(Stored records)
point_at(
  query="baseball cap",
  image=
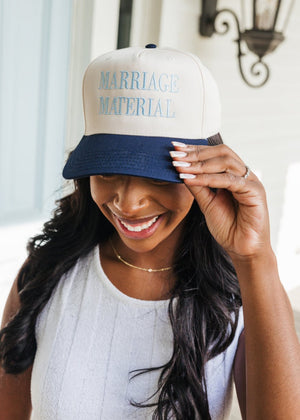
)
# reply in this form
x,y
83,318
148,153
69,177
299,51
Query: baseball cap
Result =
x,y
136,102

Directions »
Write out the stored records again with "baseball cap" swapped for "wool beanie" everywhere and nothing else changed. Leave the pictures out.

Final result »
point_at(
  query="wool beanie",
  image=
)
# reply in this form
x,y
83,318
148,153
69,177
299,51
Query: wool beanie
Result =
x,y
136,102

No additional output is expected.